> **Information**
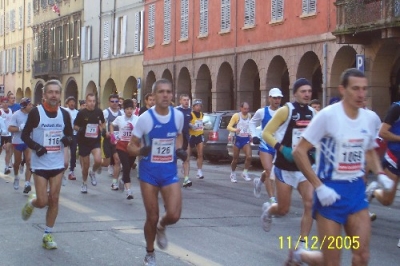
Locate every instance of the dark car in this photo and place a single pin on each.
(216, 135)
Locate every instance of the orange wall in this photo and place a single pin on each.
(292, 26)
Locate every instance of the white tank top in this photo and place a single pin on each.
(48, 133)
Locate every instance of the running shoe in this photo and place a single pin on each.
(84, 188)
(200, 174)
(187, 183)
(71, 175)
(16, 183)
(129, 194)
(370, 190)
(27, 188)
(114, 186)
(7, 171)
(28, 208)
(162, 241)
(233, 178)
(150, 259)
(266, 218)
(372, 216)
(48, 242)
(93, 179)
(257, 187)
(21, 169)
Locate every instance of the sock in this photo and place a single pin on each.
(48, 230)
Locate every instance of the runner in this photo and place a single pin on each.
(111, 159)
(17, 124)
(187, 116)
(125, 124)
(196, 135)
(149, 102)
(71, 104)
(344, 138)
(160, 129)
(283, 132)
(267, 153)
(89, 123)
(239, 124)
(47, 131)
(6, 114)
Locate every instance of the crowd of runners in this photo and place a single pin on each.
(325, 154)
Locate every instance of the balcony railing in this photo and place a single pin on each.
(49, 67)
(363, 16)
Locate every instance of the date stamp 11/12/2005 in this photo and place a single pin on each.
(317, 243)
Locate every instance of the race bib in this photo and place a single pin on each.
(350, 154)
(125, 134)
(92, 131)
(162, 150)
(52, 140)
(296, 135)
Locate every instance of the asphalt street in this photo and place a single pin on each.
(220, 225)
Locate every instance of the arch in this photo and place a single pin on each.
(203, 88)
(19, 95)
(167, 75)
(345, 58)
(184, 85)
(310, 68)
(249, 88)
(130, 88)
(38, 92)
(28, 93)
(225, 99)
(109, 89)
(150, 79)
(278, 77)
(71, 89)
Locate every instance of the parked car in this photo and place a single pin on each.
(254, 147)
(216, 135)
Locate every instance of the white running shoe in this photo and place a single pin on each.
(233, 178)
(246, 177)
(257, 187)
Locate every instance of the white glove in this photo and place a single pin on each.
(385, 182)
(326, 195)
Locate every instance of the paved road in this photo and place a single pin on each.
(220, 225)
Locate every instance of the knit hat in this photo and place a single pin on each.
(300, 82)
(128, 103)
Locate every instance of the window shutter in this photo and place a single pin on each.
(106, 39)
(123, 34)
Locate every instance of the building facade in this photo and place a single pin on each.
(112, 49)
(229, 51)
(57, 45)
(16, 20)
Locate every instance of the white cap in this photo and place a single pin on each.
(275, 92)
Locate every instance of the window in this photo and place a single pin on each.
(21, 13)
(167, 21)
(309, 6)
(225, 15)
(20, 55)
(203, 17)
(249, 12)
(28, 56)
(106, 39)
(138, 42)
(120, 35)
(277, 10)
(152, 21)
(86, 45)
(29, 14)
(184, 19)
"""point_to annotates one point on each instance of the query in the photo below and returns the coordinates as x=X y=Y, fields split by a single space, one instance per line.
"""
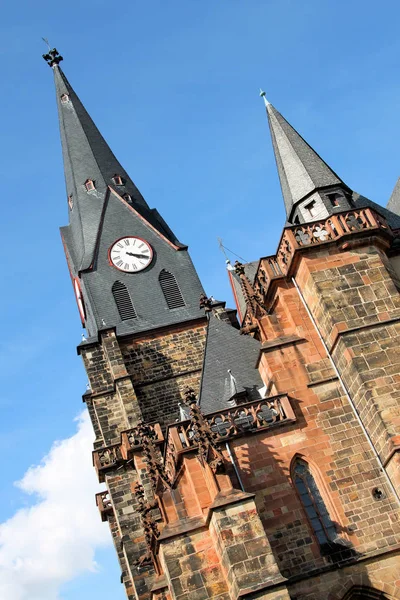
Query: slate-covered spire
x=394 y=200
x=88 y=158
x=302 y=172
x=107 y=212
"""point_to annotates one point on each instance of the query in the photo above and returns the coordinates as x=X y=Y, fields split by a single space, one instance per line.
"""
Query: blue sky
x=173 y=86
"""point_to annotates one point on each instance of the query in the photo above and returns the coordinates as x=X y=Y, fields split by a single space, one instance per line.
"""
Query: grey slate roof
x=388 y=213
x=226 y=349
x=87 y=155
x=250 y=270
x=144 y=288
x=301 y=170
x=394 y=201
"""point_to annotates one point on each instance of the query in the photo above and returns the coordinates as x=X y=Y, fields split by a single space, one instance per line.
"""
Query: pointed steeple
x=90 y=170
x=302 y=172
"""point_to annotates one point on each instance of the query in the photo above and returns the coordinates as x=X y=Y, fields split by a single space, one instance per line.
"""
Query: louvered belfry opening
x=123 y=301
x=170 y=289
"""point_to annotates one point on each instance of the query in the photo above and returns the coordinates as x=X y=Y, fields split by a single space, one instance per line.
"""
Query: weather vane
x=53 y=57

> **What you have to do**
Write out the whole listing again, exactly, with no pictures.

> **Solution to this task**
Locate every instance of the dark car in this photo and place a single pin on each.
(216, 135)
Locate every instance of the orange wall in this photo and place a single pin on each.
(292, 26)
Locate every instance of the white tank top in this photo and place a single pin on each.
(48, 133)
Locate every instance of the running shoe in this photo and place a single pin on each.
(84, 188)
(200, 174)
(187, 183)
(71, 175)
(16, 183)
(129, 194)
(370, 190)
(27, 188)
(114, 186)
(7, 171)
(28, 208)
(162, 241)
(233, 178)
(150, 259)
(266, 218)
(372, 216)
(48, 242)
(93, 179)
(257, 187)
(21, 169)
Locate every instance of the sock in this photo and place a single pin on each.
(48, 230)
Locate every instance of the runner in this photo and place a single pin on each.
(111, 159)
(17, 124)
(187, 116)
(125, 124)
(196, 135)
(149, 102)
(71, 104)
(344, 138)
(160, 129)
(283, 132)
(267, 153)
(89, 123)
(239, 124)
(47, 131)
(6, 114)
Locate every instance of the crowd of runners in this photo and place a single pin on each.
(325, 154)
Locate every instance of the balcony railing in this photo and place a single pin on each.
(49, 67)
(363, 16)
Locate every instance of the date stamp 11/12/2005 in this photo and place a single pin on each.
(317, 243)
Locate every instance of the race bib in this photo and place a single pin on each.
(350, 154)
(125, 134)
(92, 131)
(162, 150)
(52, 140)
(296, 135)
Locate every instance of the asphalt street in this photo and place a single pin on each.
(220, 225)
Locate every instance of the arch in this photo and place a single pin on each.
(203, 88)
(19, 95)
(167, 75)
(345, 58)
(184, 85)
(310, 68)
(249, 88)
(130, 88)
(38, 92)
(28, 93)
(225, 99)
(109, 89)
(150, 79)
(278, 77)
(71, 89)
Locate every instance of the parked car in this photo and place a single pin on each.
(254, 147)
(216, 135)
Locate every instance of the white running shoe in this photo and place a single pin on each.
(233, 178)
(246, 177)
(257, 187)
Locate every instance of the white glove in this photo and place a single pin on each.
(385, 182)
(326, 195)
Locate every instance of the paved road in this photo and place a single pin on each.
(220, 225)
Locate every instance of the knit hat in this photo and place a single pin on each.
(300, 82)
(128, 103)
Locate every instance of the window shutter in this photo and place a single pin on each.
(106, 39)
(123, 34)
Locate every instance of the building facade in this photo and place a single pin on each.
(112, 49)
(229, 51)
(57, 45)
(16, 20)
Locate every instance of the white cap in this photo and place a single pin on each.
(275, 92)
Locate every instance of the window in this photo and place a single pin on each.
(21, 13)
(167, 21)
(309, 6)
(225, 15)
(20, 55)
(203, 17)
(249, 12)
(28, 56)
(106, 39)
(138, 42)
(120, 35)
(277, 10)
(152, 21)
(86, 45)
(29, 14)
(184, 19)
"""point_to annotates one point on each instance of the query in the photo below and returns the coordinates as x=X y=Y, fields split by a single space, one instance per line.
"""
Query: slate-covered spire
x=394 y=200
x=88 y=158
x=302 y=172
x=107 y=212
"""point_to annotates one point on each instance of the query in the photo above and returns the coordinates as x=X y=Y, fields split by a single space, one instance per line.
"""
Query: blue sky
x=173 y=86
"""point_to annotates one point on each instance of the query in the photo above and returns the coordinates as x=X y=Y, fields split by a single space, one instance per line.
"""
Query: grey slate roof
x=388 y=213
x=226 y=349
x=87 y=155
x=250 y=270
x=144 y=288
x=301 y=170
x=394 y=201
"""point_to annotates one point on each instance of the query in the photo above and returns the coordinates as x=X y=Y, fields split by a single space, one instance per line.
"""
Query: pointed steeple
x=90 y=170
x=302 y=172
"""point_to annotates one point on each instance of the query in the photo above and returns the coordinates as x=X y=Y, fields split by a single space, one instance per line.
"""
Query: louvered belfry opening
x=123 y=301
x=170 y=289
"""point_to annotates one point on each instance of the query in the photo above and returns the coordinates as x=X y=Y, fields split by a single space, one instance per line.
"""
Query: weather vane
x=53 y=57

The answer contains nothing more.